Copy out the data below as written; omit any images.

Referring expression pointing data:
#####
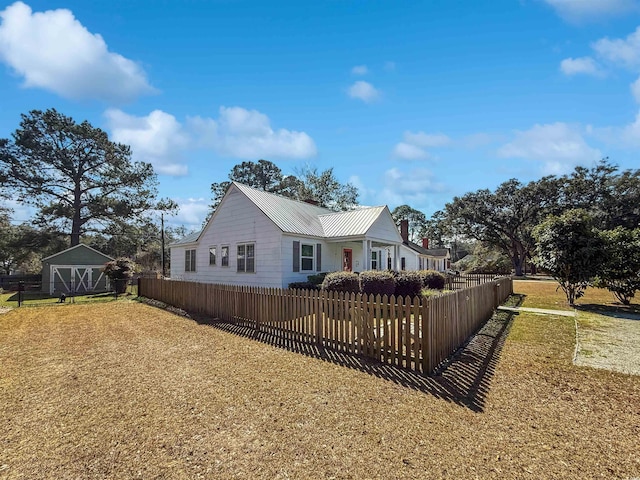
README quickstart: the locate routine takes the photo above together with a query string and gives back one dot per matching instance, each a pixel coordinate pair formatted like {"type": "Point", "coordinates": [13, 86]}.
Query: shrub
{"type": "Point", "coordinates": [341, 282]}
{"type": "Point", "coordinates": [317, 279]}
{"type": "Point", "coordinates": [377, 283]}
{"type": "Point", "coordinates": [432, 280]}
{"type": "Point", "coordinates": [120, 269]}
{"type": "Point", "coordinates": [304, 285]}
{"type": "Point", "coordinates": [408, 284]}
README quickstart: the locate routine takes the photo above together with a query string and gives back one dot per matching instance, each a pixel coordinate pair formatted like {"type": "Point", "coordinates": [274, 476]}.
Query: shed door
{"type": "Point", "coordinates": [75, 278]}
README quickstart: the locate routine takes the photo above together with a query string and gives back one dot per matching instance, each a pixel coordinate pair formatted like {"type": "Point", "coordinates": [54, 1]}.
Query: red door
{"type": "Point", "coordinates": [347, 259]}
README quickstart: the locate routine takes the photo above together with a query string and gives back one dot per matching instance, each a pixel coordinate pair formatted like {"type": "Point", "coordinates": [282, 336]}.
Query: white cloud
{"type": "Point", "coordinates": [475, 140]}
{"type": "Point", "coordinates": [584, 10]}
{"type": "Point", "coordinates": [630, 134]}
{"type": "Point", "coordinates": [619, 51]}
{"type": "Point", "coordinates": [414, 145]}
{"type": "Point", "coordinates": [427, 140]}
{"type": "Point", "coordinates": [582, 65]}
{"type": "Point", "coordinates": [54, 51]}
{"type": "Point", "coordinates": [192, 212]}
{"type": "Point", "coordinates": [157, 138]}
{"type": "Point", "coordinates": [558, 146]}
{"type": "Point", "coordinates": [363, 91]}
{"type": "Point", "coordinates": [406, 151]}
{"type": "Point", "coordinates": [411, 187]}
{"type": "Point", "coordinates": [360, 70]}
{"type": "Point", "coordinates": [247, 134]}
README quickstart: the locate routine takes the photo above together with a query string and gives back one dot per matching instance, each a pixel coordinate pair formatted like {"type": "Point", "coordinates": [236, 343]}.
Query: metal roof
{"type": "Point", "coordinates": [191, 238]}
{"type": "Point", "coordinates": [80, 245]}
{"type": "Point", "coordinates": [350, 223]}
{"type": "Point", "coordinates": [301, 218]}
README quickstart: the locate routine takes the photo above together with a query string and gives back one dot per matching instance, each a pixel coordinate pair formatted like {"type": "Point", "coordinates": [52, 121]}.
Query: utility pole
{"type": "Point", "coordinates": [162, 243]}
#####
EXERCISE OUTPUT:
README quickstart: the locate routine takes the photo above together with a query string and gives back one dot per matching instance, each a pixel coordinate pair formatted like {"type": "Point", "coordinates": [13, 86]}.
Query: shrub
{"type": "Point", "coordinates": [341, 282]}
{"type": "Point", "coordinates": [317, 279]}
{"type": "Point", "coordinates": [377, 283]}
{"type": "Point", "coordinates": [432, 280]}
{"type": "Point", "coordinates": [120, 269]}
{"type": "Point", "coordinates": [304, 285]}
{"type": "Point", "coordinates": [408, 284]}
README quickstart: the locate routine takes the photo above together with a query string and gives back one dot per matching instance, each a pixel coordinate pair formatted like {"type": "Point", "coordinates": [274, 476]}.
Query: shed door
{"type": "Point", "coordinates": [75, 278]}
README quickstart: the locate routine takes the photo above together with a query string and gives back one dot per matching instance, each a pixel coordinate pair formatted like {"type": "Point", "coordinates": [54, 1]}.
Query: red door
{"type": "Point", "coordinates": [347, 259]}
README quickstart: the locate routine takes the photo above together with a query string and gives back one dot per matching instance, each a pixel coordinate pair formatted like {"type": "Point", "coordinates": [282, 336]}.
Query: white cloud
{"type": "Point", "coordinates": [475, 140]}
{"type": "Point", "coordinates": [584, 10]}
{"type": "Point", "coordinates": [630, 134]}
{"type": "Point", "coordinates": [619, 51]}
{"type": "Point", "coordinates": [414, 145]}
{"type": "Point", "coordinates": [427, 140]}
{"type": "Point", "coordinates": [582, 65]}
{"type": "Point", "coordinates": [54, 51]}
{"type": "Point", "coordinates": [192, 212]}
{"type": "Point", "coordinates": [157, 138]}
{"type": "Point", "coordinates": [558, 146]}
{"type": "Point", "coordinates": [363, 91]}
{"type": "Point", "coordinates": [406, 151]}
{"type": "Point", "coordinates": [411, 187]}
{"type": "Point", "coordinates": [360, 70]}
{"type": "Point", "coordinates": [247, 134]}
README quickstart: the locate routine takes the photo above together with a query string and gives back one dot per matching instance, each a pixel coordinate pair formatted like {"type": "Point", "coordinates": [236, 343]}.
Query: metal roof
{"type": "Point", "coordinates": [191, 238]}
{"type": "Point", "coordinates": [80, 245]}
{"type": "Point", "coordinates": [350, 223]}
{"type": "Point", "coordinates": [301, 218]}
README quickstart: the locate routine takes the photo above together with a query string and gives back one dot per matching instance, each a pixel coordinate pair formatted like {"type": "Point", "coordinates": [52, 121]}.
Query: utility pole
{"type": "Point", "coordinates": [162, 243]}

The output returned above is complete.